# [TRAVAIL DEMANDÉ]
Extrayez des données ci-dessous chaque ligne contenant la chaîne « shadow », en tenant compte de la casse.

# [EXTRAIT DES DONNÉES]

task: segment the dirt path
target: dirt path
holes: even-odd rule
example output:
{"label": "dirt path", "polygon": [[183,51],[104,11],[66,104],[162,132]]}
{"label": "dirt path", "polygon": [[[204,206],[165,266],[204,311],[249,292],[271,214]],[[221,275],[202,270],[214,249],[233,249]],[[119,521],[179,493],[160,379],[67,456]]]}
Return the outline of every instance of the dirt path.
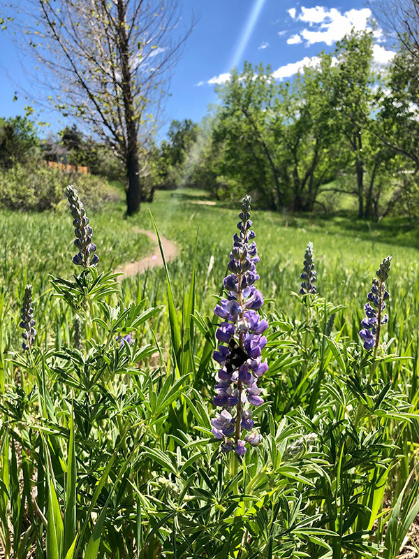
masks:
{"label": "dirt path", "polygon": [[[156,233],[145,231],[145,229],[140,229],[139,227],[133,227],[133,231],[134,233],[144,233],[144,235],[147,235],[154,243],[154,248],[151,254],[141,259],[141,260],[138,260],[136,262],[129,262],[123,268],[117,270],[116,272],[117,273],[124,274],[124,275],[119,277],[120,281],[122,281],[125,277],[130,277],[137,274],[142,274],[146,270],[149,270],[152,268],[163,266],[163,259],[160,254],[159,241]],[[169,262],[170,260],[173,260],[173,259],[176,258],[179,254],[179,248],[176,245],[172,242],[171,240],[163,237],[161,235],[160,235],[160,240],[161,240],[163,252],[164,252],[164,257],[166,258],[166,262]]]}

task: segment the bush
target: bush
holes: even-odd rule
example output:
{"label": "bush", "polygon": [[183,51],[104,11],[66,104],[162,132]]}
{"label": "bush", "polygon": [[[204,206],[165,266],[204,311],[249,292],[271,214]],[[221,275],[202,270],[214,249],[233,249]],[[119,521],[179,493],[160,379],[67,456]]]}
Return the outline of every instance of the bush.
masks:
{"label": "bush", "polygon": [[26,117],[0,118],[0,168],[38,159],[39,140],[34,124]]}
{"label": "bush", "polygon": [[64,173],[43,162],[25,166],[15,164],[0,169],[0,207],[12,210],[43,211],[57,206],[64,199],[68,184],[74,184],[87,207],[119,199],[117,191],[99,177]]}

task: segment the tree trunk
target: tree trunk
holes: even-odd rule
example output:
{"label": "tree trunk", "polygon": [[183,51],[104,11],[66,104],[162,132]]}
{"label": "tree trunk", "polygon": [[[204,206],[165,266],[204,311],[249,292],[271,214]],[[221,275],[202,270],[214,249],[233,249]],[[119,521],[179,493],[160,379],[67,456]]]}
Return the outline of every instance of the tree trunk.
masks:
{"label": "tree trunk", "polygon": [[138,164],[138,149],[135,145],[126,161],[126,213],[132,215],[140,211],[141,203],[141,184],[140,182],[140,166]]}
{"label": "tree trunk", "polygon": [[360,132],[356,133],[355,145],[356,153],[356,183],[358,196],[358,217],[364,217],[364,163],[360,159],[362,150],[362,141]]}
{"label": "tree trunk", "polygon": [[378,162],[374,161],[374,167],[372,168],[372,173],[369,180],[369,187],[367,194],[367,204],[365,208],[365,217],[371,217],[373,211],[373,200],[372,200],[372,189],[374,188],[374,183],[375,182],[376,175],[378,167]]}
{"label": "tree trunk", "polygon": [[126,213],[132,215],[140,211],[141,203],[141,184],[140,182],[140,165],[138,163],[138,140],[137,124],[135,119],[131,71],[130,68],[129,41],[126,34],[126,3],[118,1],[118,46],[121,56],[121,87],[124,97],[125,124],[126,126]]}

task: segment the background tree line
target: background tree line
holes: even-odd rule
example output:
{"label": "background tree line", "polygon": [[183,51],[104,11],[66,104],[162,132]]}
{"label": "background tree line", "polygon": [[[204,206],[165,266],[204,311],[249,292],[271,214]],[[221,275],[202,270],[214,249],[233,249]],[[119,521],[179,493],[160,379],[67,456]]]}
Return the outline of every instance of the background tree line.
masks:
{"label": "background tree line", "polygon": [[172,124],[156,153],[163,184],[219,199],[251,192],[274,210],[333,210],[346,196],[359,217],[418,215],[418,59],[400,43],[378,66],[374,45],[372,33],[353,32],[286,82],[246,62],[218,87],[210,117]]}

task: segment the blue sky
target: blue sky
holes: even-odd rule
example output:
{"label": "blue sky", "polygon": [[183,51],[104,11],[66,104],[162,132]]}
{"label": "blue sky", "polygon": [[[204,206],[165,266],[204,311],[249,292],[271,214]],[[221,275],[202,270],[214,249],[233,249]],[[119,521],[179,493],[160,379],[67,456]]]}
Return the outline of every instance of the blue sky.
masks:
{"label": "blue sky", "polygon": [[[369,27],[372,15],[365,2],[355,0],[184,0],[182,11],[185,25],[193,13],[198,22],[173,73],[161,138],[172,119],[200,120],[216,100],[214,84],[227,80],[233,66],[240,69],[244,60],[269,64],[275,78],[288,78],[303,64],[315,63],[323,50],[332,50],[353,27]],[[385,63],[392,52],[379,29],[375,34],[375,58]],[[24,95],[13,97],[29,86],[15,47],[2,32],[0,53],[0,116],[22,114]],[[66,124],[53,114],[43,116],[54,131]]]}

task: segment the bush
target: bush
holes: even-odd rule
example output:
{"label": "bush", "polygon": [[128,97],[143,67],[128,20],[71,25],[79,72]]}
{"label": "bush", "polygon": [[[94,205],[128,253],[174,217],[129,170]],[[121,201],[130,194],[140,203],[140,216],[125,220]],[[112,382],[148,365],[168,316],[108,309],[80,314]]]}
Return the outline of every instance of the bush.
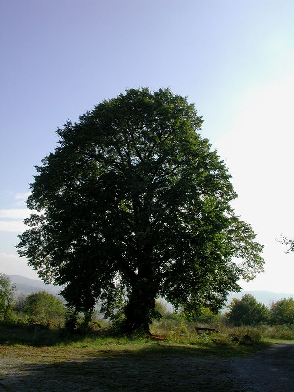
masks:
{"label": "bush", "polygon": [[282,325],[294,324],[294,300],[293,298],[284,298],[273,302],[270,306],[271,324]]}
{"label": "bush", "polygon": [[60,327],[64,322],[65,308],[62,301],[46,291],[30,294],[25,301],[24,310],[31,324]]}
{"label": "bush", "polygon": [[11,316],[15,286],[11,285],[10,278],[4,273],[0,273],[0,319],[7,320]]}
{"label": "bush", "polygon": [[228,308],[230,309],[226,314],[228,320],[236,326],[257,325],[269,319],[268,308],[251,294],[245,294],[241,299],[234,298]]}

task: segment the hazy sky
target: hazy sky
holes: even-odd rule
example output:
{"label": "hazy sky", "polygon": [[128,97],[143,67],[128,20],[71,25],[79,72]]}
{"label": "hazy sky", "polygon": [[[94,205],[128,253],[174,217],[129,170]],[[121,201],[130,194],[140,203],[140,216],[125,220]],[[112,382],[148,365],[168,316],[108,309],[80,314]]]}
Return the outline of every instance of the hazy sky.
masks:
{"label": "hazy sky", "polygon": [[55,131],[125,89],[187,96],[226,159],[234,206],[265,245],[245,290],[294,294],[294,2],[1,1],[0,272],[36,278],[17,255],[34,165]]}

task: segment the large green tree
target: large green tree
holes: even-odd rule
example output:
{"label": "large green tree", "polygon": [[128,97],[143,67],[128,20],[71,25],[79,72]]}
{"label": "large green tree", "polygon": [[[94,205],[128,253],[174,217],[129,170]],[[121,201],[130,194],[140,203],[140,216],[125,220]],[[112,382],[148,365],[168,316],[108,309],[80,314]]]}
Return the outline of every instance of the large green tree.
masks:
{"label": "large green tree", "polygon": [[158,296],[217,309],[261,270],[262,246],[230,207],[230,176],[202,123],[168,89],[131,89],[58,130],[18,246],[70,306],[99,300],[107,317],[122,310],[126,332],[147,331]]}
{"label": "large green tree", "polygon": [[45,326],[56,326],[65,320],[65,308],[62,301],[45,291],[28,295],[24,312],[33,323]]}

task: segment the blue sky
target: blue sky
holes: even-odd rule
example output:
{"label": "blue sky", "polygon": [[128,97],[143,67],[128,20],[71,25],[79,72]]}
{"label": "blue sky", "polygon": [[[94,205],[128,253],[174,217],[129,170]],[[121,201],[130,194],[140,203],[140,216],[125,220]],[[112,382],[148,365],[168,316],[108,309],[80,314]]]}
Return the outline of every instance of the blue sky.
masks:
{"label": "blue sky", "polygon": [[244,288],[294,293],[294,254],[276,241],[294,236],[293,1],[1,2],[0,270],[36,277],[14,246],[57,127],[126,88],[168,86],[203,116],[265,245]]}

---

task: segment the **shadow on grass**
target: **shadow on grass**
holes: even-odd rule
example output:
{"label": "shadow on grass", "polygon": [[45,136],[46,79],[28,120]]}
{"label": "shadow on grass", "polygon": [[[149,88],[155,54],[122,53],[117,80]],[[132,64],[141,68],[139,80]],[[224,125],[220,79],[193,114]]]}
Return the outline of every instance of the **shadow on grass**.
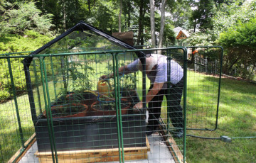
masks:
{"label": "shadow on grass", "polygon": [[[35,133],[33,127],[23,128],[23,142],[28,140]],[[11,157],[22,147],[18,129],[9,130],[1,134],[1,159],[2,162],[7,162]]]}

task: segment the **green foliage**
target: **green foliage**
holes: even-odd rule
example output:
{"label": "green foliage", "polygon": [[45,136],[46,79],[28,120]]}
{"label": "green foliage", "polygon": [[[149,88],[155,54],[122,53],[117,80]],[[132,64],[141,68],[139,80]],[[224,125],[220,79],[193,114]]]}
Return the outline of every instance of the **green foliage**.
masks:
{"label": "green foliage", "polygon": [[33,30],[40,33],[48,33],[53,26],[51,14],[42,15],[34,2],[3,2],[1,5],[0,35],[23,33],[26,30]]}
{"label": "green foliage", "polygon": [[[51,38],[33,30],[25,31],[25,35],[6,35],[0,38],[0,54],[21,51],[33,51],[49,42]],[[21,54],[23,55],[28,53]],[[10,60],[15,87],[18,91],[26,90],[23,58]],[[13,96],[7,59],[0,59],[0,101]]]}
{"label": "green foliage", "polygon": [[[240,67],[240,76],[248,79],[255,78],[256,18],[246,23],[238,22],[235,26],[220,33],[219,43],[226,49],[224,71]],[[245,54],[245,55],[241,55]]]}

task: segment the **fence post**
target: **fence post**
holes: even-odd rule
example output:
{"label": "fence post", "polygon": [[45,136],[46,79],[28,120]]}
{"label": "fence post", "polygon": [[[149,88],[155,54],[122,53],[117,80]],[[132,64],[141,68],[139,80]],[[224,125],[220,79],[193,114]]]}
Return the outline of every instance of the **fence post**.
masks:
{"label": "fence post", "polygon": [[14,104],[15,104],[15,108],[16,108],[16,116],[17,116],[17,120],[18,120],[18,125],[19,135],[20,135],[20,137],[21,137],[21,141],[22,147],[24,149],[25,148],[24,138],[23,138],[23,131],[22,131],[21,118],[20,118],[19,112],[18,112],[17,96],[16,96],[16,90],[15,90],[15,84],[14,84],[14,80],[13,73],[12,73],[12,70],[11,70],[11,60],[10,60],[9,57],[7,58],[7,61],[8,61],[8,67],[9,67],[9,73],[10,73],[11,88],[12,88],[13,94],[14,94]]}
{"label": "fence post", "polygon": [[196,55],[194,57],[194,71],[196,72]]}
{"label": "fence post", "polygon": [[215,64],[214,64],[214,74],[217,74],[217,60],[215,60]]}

---

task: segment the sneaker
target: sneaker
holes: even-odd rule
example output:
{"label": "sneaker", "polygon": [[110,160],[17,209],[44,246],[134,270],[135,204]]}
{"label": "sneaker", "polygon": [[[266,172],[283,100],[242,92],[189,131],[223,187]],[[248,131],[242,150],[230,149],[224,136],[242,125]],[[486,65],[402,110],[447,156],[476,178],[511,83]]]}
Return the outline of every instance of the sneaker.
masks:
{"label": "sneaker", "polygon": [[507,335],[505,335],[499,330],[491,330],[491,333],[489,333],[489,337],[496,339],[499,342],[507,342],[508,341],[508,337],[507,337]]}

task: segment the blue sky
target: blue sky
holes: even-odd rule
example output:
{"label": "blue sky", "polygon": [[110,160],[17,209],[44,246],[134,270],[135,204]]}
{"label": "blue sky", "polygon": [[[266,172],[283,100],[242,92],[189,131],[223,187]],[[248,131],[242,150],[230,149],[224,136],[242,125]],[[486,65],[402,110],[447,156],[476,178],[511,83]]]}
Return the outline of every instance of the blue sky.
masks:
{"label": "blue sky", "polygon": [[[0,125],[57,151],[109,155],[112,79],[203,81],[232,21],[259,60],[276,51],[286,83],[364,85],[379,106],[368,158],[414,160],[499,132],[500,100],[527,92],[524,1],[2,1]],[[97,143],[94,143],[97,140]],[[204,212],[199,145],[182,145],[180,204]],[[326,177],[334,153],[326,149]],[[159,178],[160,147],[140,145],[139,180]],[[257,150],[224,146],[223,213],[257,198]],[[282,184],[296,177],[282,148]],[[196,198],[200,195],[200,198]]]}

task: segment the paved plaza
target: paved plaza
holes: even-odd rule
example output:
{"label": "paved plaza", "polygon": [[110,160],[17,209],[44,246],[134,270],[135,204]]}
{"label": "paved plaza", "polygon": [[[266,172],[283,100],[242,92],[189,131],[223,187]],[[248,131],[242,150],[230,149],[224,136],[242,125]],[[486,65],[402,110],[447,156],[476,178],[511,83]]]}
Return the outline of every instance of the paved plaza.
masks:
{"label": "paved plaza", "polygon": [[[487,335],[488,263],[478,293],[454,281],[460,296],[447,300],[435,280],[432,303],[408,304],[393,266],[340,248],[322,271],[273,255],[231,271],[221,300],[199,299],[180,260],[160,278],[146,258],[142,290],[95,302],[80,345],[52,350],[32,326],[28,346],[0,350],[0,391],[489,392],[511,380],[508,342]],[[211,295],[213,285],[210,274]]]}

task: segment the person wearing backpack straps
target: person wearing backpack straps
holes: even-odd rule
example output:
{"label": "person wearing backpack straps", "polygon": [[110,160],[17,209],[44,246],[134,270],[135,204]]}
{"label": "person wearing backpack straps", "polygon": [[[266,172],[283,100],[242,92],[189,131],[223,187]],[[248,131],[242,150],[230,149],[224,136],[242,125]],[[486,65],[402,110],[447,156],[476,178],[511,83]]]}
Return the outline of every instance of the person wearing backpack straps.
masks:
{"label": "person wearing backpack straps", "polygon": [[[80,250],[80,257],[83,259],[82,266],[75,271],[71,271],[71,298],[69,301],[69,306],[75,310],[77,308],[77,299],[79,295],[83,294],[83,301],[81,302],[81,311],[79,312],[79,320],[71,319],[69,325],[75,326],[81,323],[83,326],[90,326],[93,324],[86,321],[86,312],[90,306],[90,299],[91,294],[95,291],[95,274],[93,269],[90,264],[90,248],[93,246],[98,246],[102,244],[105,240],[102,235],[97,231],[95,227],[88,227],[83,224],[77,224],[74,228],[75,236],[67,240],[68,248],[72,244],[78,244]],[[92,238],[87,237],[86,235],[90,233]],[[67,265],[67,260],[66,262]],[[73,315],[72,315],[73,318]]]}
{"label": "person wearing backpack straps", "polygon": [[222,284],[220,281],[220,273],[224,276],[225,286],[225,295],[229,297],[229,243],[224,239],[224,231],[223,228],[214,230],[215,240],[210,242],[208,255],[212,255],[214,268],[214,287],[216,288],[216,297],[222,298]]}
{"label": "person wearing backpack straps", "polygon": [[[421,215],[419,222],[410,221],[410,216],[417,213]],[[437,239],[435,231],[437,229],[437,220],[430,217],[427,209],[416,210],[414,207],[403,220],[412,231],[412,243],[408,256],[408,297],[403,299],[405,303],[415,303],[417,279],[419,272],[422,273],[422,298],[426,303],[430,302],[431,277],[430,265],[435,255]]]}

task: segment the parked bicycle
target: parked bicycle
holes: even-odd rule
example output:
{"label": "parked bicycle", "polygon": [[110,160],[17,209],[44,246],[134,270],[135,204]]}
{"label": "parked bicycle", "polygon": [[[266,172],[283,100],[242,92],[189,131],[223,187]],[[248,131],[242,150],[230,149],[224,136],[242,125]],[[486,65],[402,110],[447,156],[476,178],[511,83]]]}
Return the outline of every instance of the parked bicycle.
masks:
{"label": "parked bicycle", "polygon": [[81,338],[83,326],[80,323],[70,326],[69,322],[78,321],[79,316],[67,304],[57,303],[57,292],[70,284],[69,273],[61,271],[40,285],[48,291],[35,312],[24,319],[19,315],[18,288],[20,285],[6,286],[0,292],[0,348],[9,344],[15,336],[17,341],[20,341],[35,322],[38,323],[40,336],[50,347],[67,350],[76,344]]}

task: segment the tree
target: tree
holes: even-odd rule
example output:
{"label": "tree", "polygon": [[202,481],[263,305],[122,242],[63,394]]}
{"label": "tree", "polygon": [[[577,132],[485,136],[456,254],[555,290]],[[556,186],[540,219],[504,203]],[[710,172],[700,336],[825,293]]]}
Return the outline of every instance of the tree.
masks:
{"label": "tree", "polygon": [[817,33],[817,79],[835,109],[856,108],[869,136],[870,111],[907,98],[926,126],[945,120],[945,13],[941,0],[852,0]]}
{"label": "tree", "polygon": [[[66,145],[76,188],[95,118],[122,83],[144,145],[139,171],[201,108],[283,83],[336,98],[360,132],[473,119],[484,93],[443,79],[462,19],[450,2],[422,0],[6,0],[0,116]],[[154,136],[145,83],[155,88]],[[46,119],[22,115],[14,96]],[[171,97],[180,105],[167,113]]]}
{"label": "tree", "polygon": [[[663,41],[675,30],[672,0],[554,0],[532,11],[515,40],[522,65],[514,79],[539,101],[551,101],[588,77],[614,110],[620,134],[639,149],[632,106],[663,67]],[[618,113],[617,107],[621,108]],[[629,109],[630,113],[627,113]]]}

# [CORRIGÉ]
task: segment the **shadow on grass**
target: **shadow on grass**
{"label": "shadow on grass", "polygon": [[45,136],[46,79],[28,120]]}
{"label": "shadow on grass", "polygon": [[[149,88],[155,54],[122,53],[117,80]],[[132,64],[141,68],[139,80]],[[224,125],[220,79],[193,114]]]}
Return the outline of every instance of the **shadow on grass**.
{"label": "shadow on grass", "polygon": [[[35,133],[33,127],[23,128],[23,142],[28,140]],[[11,157],[22,147],[18,129],[9,130],[1,134],[1,159],[2,162],[7,162]]]}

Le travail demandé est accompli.